* **MATERIAL PROVIDED**:
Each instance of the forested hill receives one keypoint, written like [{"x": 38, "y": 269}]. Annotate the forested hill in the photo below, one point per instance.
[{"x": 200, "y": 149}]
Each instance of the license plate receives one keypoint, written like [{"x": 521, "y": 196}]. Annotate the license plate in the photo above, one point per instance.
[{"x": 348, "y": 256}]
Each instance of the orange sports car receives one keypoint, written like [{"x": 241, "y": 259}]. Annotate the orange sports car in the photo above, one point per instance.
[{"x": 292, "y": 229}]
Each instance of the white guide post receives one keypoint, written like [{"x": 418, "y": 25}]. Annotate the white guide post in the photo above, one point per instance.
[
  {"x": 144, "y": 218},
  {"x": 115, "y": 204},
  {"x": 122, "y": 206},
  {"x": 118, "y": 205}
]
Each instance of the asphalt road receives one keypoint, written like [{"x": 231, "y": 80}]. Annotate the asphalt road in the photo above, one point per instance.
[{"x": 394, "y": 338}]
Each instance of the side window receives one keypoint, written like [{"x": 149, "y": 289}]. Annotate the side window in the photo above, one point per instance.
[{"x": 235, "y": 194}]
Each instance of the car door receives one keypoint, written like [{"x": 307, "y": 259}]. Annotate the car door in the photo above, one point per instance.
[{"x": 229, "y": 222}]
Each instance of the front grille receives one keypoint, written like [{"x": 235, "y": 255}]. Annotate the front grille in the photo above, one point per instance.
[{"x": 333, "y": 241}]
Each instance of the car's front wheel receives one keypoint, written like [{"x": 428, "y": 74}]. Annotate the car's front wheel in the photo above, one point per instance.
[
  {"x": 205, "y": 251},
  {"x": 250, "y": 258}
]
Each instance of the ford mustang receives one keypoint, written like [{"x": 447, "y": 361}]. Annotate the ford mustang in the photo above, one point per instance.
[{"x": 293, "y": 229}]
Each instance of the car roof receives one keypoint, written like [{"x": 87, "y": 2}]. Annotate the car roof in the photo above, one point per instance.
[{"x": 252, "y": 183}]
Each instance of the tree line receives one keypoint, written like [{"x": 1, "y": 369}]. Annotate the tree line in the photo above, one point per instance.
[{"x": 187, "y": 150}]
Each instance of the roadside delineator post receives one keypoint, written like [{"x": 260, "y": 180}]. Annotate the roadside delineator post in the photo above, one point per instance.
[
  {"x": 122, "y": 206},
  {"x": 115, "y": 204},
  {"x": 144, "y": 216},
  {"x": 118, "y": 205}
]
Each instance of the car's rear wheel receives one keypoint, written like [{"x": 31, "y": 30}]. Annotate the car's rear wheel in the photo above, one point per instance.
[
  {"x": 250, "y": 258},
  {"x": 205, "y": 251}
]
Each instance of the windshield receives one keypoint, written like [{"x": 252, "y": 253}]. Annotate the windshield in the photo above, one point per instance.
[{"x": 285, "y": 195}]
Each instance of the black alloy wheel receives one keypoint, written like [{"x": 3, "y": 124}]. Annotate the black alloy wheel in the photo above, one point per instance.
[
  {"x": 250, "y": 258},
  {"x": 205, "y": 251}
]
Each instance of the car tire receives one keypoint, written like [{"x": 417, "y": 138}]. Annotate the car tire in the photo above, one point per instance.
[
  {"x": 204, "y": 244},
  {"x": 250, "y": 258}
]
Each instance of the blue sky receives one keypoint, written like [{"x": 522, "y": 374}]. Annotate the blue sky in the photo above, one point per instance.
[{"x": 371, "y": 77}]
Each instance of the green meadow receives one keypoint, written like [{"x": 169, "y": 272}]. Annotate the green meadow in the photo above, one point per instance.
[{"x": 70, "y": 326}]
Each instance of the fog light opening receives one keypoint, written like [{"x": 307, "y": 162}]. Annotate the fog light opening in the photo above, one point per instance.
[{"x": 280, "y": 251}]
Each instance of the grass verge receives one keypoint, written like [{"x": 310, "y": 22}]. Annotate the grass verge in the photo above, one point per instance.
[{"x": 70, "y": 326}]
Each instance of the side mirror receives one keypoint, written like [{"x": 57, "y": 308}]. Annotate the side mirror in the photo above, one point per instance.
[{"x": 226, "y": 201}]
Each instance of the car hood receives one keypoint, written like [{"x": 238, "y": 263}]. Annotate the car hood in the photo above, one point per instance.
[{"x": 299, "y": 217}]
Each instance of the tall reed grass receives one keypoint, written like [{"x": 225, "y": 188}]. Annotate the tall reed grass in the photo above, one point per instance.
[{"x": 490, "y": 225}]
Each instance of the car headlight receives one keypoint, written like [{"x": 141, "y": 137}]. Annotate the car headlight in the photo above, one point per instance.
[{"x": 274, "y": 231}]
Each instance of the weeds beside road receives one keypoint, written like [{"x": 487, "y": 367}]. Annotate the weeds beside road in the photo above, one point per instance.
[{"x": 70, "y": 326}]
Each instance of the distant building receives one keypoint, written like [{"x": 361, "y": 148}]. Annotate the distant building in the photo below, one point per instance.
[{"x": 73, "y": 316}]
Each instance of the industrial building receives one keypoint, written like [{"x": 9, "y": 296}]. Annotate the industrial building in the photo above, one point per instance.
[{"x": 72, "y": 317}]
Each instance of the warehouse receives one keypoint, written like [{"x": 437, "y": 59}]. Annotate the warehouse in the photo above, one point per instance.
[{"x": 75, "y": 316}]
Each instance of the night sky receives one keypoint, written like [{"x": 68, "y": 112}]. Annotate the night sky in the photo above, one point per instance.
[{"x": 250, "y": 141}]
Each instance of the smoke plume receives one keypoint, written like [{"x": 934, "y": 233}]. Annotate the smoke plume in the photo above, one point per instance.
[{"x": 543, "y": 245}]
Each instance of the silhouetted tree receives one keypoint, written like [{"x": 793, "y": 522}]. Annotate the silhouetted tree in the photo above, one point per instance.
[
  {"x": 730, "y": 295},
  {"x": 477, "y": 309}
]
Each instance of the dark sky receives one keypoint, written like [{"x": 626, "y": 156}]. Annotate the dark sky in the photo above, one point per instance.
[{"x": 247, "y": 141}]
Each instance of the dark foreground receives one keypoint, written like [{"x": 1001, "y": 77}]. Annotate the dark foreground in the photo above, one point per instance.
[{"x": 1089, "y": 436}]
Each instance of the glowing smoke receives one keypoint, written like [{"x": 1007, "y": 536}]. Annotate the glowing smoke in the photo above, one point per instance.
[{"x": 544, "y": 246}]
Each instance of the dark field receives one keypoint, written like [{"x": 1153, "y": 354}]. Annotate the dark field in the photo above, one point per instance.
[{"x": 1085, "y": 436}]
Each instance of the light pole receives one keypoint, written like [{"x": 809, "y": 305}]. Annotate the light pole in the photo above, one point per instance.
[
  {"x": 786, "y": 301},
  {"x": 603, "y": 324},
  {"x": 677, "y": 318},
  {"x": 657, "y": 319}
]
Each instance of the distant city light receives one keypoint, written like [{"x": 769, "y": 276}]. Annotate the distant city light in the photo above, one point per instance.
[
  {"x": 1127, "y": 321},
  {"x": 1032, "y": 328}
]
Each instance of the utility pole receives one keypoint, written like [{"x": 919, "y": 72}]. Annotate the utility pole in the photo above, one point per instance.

* **DIRECTIONS**: All lines from the one containing "Each instance of the distant city" through the end of the records, both ends included, are to be quoted exactly; please add nothing else.

* **TASK SOLUTION**:
Each instance of the distant city light receives one keypoint, written like [{"x": 769, "y": 276}]. Annotate the distant city light in the photo above, one point per instance.
[
  {"x": 1127, "y": 321},
  {"x": 1032, "y": 328}
]
Each instance of the utility pole receives one keypoint, written like [{"x": 919, "y": 72}]. Annotate the utility pole in the photo above, one point per instance.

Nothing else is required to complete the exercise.